One range is to be output from the listing below, exactly as written: the line with "Query: grassy bank" to the line with "Query: black and white photograph", both kept.

- Opening Delimiter -

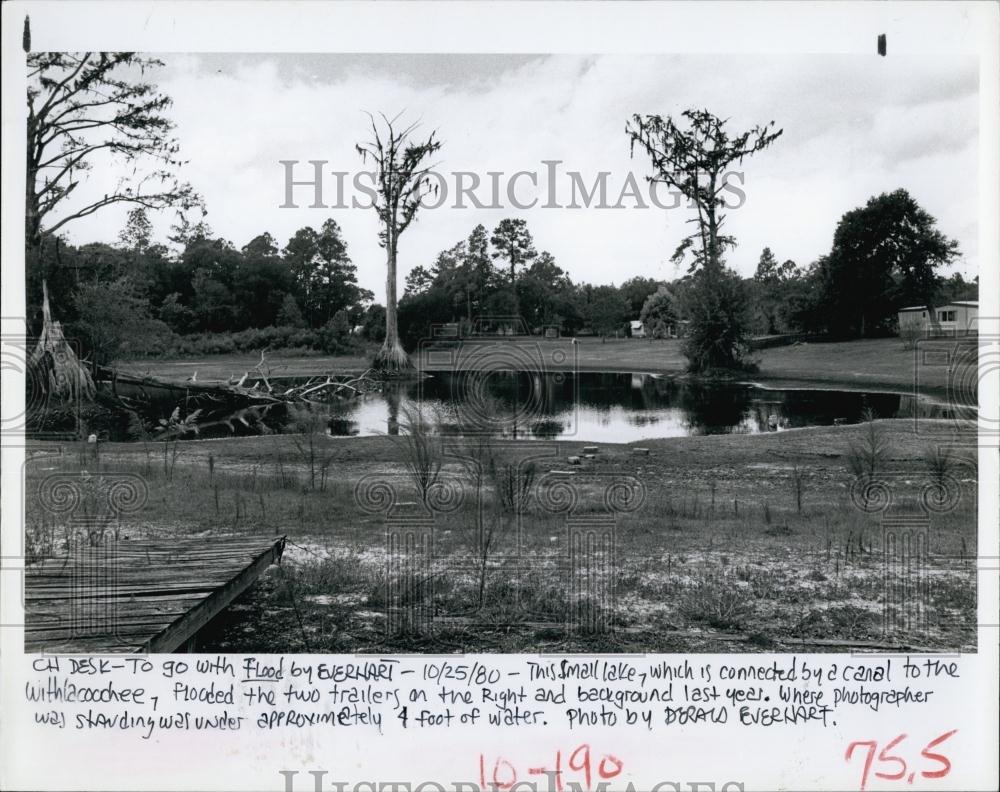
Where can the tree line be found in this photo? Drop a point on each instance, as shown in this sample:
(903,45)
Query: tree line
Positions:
(136,295)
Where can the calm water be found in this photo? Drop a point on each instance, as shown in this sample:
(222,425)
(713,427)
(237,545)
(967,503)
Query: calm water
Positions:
(598,407)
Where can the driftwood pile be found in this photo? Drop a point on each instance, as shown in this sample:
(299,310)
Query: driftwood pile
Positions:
(200,406)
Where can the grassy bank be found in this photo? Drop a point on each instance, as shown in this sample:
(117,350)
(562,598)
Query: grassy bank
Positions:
(877,364)
(740,543)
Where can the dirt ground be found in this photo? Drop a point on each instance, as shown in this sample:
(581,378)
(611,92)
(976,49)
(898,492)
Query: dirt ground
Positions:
(713,543)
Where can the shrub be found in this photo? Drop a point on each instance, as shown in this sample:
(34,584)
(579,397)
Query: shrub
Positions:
(718,311)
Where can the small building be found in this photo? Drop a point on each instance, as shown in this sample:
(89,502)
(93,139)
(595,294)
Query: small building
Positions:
(956,318)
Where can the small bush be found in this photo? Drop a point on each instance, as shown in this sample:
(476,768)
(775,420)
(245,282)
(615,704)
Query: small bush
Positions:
(717,601)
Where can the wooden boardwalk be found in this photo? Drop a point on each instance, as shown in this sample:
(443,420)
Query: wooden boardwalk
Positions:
(138,596)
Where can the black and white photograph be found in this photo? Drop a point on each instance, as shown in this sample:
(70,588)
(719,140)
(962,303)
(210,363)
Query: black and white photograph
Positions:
(565,357)
(500,353)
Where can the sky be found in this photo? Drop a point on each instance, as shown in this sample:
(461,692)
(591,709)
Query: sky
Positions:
(853,127)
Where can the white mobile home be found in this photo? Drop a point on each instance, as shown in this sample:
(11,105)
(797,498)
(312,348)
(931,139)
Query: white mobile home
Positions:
(959,317)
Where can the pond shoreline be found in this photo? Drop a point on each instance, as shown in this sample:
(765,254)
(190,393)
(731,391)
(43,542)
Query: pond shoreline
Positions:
(882,365)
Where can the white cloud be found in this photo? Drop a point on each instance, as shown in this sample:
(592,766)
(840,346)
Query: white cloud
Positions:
(853,127)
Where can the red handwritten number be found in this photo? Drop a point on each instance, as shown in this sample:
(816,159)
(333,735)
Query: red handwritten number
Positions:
(884,756)
(887,758)
(872,745)
(926,754)
(504,774)
(585,765)
(617,764)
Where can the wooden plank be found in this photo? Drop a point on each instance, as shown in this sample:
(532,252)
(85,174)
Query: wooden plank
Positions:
(188,625)
(86,605)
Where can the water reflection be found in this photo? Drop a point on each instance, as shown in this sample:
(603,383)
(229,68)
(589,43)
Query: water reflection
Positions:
(610,407)
(595,407)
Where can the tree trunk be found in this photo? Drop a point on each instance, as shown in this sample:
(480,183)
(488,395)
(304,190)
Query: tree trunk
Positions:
(513,290)
(392,356)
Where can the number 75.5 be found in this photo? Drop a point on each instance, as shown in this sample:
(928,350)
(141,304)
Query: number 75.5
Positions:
(892,767)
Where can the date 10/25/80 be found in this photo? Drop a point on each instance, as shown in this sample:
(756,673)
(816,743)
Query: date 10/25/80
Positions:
(891,766)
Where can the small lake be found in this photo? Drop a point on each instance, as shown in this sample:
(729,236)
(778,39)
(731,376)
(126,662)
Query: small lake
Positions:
(595,407)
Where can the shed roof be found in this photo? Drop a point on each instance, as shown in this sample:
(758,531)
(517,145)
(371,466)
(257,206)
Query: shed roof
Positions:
(970,303)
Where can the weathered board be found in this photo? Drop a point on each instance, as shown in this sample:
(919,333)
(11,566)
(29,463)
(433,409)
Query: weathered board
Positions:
(138,596)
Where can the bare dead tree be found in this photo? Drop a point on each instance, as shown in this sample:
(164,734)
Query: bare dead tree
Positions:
(402,180)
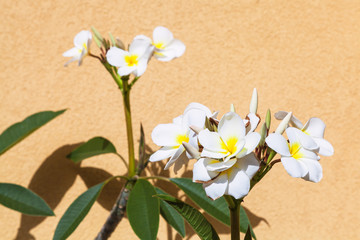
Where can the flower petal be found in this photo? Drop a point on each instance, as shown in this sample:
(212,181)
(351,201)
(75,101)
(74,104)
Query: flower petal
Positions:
(315,170)
(249,164)
(315,127)
(82,38)
(72,52)
(116,57)
(166,134)
(294,167)
(220,166)
(162,153)
(278,143)
(177,46)
(212,143)
(239,184)
(325,148)
(162,35)
(231,125)
(280,115)
(200,173)
(217,187)
(177,154)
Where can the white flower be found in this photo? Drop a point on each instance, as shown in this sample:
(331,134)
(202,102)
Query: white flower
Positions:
(234,181)
(166,46)
(133,61)
(227,166)
(170,137)
(297,160)
(315,128)
(229,141)
(82,43)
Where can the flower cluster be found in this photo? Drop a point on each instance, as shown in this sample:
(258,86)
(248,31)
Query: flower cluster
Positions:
(229,152)
(163,47)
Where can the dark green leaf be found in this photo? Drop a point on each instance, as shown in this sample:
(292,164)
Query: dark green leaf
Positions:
(77,211)
(248,234)
(93,147)
(20,130)
(217,208)
(23,200)
(196,220)
(171,216)
(143,210)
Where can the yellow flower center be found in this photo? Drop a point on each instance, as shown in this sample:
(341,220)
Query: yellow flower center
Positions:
(159,45)
(182,138)
(294,150)
(131,60)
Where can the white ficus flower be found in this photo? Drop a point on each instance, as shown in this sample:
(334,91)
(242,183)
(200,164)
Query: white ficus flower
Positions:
(82,43)
(133,61)
(299,161)
(234,181)
(166,46)
(170,137)
(315,128)
(230,141)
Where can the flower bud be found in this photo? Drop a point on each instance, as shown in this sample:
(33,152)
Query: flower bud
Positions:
(284,124)
(254,102)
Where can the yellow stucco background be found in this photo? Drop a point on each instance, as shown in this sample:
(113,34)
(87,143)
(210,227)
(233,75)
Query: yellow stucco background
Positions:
(302,56)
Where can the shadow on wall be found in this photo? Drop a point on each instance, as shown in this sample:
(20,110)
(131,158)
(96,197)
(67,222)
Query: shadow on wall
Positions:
(52,184)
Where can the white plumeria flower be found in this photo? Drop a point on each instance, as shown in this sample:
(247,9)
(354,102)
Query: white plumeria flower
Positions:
(315,128)
(170,137)
(228,142)
(166,46)
(234,181)
(133,61)
(82,43)
(296,159)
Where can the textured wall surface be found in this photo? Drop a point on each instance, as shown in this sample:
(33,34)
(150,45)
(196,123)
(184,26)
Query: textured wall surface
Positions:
(302,56)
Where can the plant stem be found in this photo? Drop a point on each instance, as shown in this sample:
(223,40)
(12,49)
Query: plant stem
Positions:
(234,207)
(126,98)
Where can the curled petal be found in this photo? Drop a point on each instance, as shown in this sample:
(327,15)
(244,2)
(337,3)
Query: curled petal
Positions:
(162,153)
(200,173)
(314,170)
(231,125)
(278,143)
(294,167)
(217,187)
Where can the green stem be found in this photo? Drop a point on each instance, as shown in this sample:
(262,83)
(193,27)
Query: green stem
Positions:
(126,98)
(234,207)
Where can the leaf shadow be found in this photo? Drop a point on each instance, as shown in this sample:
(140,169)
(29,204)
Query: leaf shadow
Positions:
(51,181)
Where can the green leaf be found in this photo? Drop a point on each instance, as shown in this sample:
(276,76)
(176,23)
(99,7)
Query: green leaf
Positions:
(93,147)
(77,211)
(143,210)
(196,220)
(23,200)
(248,234)
(20,130)
(217,208)
(171,216)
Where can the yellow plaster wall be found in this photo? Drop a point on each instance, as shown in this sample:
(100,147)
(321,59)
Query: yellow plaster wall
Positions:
(302,56)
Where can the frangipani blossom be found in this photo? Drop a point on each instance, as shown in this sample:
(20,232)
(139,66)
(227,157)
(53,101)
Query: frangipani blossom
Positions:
(234,181)
(297,160)
(133,61)
(170,137)
(229,141)
(82,43)
(315,128)
(166,46)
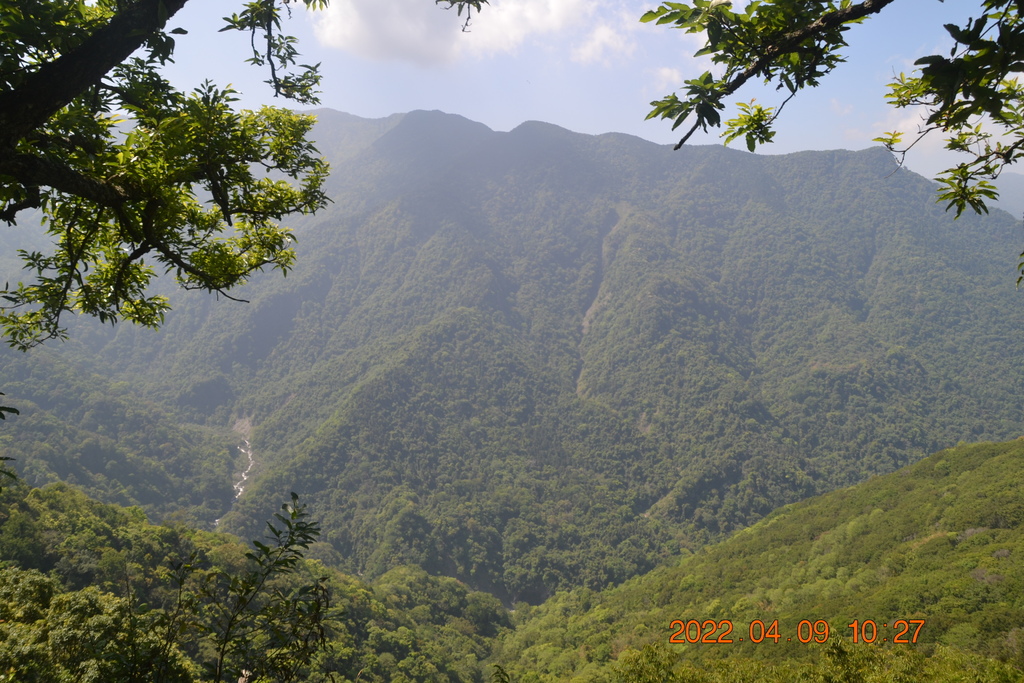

- Closing Delimiter -

Result for this task →
Query: grassy bank
Positions:
(877,364)
(740,543)
Where can the dirt ground be found in this photo? Drop a point on each instance, as shown in this sample:
(581,378)
(611,92)
(976,49)
(898,492)
Query: dirt ground
Positions:
(713,543)
Where can the shrub be found in this photo? Drop a point on each instance, as shown in this sample:
(34,584)
(579,397)
Query: shrub
Positions:
(718,311)
Where can the small building be found in this photo? Drop a point on each instance, as shown in this sample:
(89,502)
(93,139)
(595,294)
Query: small building
Positions:
(956,318)
Where can the small bush be found in this photo? Drop a point on each instance, as shown in this sample:
(476,768)
(775,420)
(245,282)
(615,704)
Query: small bush
Positions:
(717,601)
Where can the wooden boardwalk be found in this photo? Drop a point on each instance, as shown in this sample:
(443,420)
Query: wooden boardwalk
Positions:
(138,596)
Where can the black and white photograph be found in this photo? Drop a point on each instance, as shown in this sample:
(70,588)
(719,140)
(962,303)
(210,363)
Query: black and white photograph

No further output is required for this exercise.